▸ Task details
Would you return the complete listing below word for word?

▸ Source information
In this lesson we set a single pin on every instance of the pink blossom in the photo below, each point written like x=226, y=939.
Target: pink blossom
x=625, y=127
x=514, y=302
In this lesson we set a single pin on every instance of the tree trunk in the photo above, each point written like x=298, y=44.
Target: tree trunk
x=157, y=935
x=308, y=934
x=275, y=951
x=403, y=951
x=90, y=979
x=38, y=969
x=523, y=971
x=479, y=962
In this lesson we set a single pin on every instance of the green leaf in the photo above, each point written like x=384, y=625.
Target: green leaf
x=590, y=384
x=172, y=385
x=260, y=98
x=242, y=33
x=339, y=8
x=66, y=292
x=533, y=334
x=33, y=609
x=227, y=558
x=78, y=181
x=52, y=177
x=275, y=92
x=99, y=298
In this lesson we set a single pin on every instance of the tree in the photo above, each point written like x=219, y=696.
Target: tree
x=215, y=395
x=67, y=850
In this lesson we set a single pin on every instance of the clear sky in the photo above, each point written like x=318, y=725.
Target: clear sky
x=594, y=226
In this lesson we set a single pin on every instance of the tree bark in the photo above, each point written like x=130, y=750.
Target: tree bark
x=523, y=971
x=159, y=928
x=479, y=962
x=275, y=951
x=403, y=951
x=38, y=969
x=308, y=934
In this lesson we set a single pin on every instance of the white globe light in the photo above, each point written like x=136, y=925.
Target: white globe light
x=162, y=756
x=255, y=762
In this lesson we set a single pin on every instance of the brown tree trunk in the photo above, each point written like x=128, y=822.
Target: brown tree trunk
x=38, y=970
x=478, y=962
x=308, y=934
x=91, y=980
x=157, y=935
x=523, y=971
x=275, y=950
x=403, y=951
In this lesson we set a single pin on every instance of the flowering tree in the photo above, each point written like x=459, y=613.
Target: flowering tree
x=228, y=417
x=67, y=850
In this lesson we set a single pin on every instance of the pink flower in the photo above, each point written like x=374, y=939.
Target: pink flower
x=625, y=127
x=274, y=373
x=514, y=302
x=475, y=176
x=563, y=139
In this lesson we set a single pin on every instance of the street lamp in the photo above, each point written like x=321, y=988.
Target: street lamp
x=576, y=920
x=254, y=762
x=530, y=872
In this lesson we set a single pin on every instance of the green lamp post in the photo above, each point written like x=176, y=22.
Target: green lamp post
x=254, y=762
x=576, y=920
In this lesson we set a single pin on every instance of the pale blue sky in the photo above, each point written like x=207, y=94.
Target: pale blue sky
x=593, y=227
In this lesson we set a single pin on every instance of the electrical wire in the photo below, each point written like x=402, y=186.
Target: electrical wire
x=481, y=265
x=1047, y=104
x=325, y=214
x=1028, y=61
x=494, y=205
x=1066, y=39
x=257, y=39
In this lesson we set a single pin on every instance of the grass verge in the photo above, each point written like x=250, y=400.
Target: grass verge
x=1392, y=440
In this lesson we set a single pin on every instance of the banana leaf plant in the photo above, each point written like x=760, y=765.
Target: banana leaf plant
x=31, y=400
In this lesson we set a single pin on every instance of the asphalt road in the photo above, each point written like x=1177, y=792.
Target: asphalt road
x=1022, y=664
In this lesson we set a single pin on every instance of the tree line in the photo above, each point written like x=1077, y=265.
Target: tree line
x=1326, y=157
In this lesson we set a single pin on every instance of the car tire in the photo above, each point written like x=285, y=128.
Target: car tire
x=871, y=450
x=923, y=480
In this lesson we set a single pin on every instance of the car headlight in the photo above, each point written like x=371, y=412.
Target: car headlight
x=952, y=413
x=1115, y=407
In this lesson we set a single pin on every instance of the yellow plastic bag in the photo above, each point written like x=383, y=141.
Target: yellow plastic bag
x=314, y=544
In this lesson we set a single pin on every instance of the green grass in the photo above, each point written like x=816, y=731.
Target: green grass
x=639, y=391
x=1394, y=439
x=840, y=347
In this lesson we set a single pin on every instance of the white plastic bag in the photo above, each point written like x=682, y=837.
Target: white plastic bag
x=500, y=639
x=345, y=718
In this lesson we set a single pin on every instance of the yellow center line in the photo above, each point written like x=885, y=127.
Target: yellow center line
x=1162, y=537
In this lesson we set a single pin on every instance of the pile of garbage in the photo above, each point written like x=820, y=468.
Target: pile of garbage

▸ Result of this task
In this lesson we set a single pin on every instance of the pink blossom in the photo below, each point written like x=226, y=939.
Target: pink blossom
x=625, y=127
x=514, y=302
In this lesson we set a single pin on every instance of the tree trunk in the photo above, each point written like x=298, y=44.
Target: tree trunk
x=157, y=935
x=308, y=934
x=275, y=951
x=403, y=951
x=90, y=979
x=38, y=969
x=523, y=971
x=479, y=962
In this lesson we set a single pin on every instance of the green leaf in the photo above, each point written like x=384, y=625.
Target: green leaf
x=590, y=384
x=172, y=385
x=260, y=98
x=242, y=33
x=339, y=8
x=66, y=292
x=533, y=334
x=33, y=609
x=227, y=558
x=78, y=181
x=52, y=177
x=275, y=92
x=99, y=298
In this lesson we set a single pin on every instance of the tree in the photo above, each point written like x=219, y=696.
Target: tree
x=215, y=395
x=67, y=850
In this lesson we set a single pin on every instance of the clear sky in the photo above, each point written like x=318, y=725.
Target: clear sky
x=594, y=226
In this lesson we set a single pin on every instance of the tree bark in the photo above, each point written like x=130, y=750.
Target: tree bark
x=523, y=971
x=159, y=928
x=479, y=962
x=275, y=951
x=403, y=951
x=38, y=969
x=308, y=934
In this lesson we set a single pin on every instance of the white globe light in the photo above, each point written like x=136, y=925.
Target: white globe light
x=162, y=756
x=255, y=762
In this lesson we set a single pin on every instance of the brown tree trunk in the photo above, each point written like x=128, y=822.
Target: brown tree trunk
x=38, y=970
x=478, y=962
x=308, y=934
x=91, y=980
x=157, y=935
x=523, y=971
x=275, y=950
x=403, y=951
In this lesson we set a single pin on every instance of the flowering tree in the photo above, each point written like x=459, y=613.
Target: flowering tree
x=228, y=417
x=67, y=850
In this lesson we set a single pin on every instance of the pink flower in the photo above, each point written like x=374, y=939.
Target: pink flower
x=625, y=127
x=274, y=373
x=514, y=302
x=475, y=176
x=563, y=139
In this lesson we set a single pin on every instance of the street lamp in the photo above, each point written like x=321, y=988.
Target: street lamp
x=576, y=920
x=254, y=762
x=530, y=872
In this lesson we set a single pin on every instance of the green lamp post in the photo above, each point written like x=176, y=22.
Target: green lamp post
x=254, y=762
x=576, y=920
In this lesson we set a single pin on every instance of the pale blue sky in the photo above, each point written like x=207, y=94.
Target: pale blue sky
x=593, y=227
In this lesson we set a single pin on every instance of the electrical wire in the photo below, each point written like x=402, y=186.
Target: electrical wire
x=481, y=265
x=1047, y=104
x=325, y=214
x=1028, y=61
x=494, y=205
x=1066, y=39
x=257, y=39
In this lesson we set a single pin on every instance of the grass verge in the photo above, each point written like x=250, y=400.
Target: grass verge
x=1392, y=440
In this lesson we set a single pin on every instance of the banana leaf plant in the photo above, each point written like x=760, y=765.
Target: banana leaf plant
x=31, y=400
In this lesson we set a single pin on every instance of the asphalt road in the photo above, each point written like x=1177, y=792.
Target: asphalt road
x=1022, y=664
In this lesson we set a single pin on every instance of the tree line in the photo above, each point written like x=1077, y=265.
Target: tree line
x=1326, y=157
In this lesson we set a single pin on every instance of the car tire in the photo above, each point written like x=285, y=128.
Target: car tire
x=871, y=450
x=923, y=480
In this lesson we set a single pin on every instance of the car headlight in the photo above, each point written like x=371, y=412.
Target: car headlight
x=952, y=413
x=1115, y=407
In this lesson we set a single pin on every instance of the yellow plastic bag in the photo above, each point written like x=383, y=141.
Target: yellow plastic bag
x=314, y=544
In this lesson we set a single pin on every instance of the green grass in the photo above, each point written like x=816, y=731.
Target: green grass
x=639, y=391
x=1394, y=439
x=840, y=347
In this lesson we set a single pin on every instance of the white plastic bag in the photo above, each point written like x=682, y=837.
Target: white plastic bag
x=500, y=639
x=345, y=718
In this lesson we set a single pin on every instance of the yellow center line in the photo above, each point written like x=885, y=127.
Target: yellow center line
x=1162, y=537
In this lesson we set a single pin on every instance of the pile of garbage in the photo above, each point written like x=820, y=468.
Target: pile of garbage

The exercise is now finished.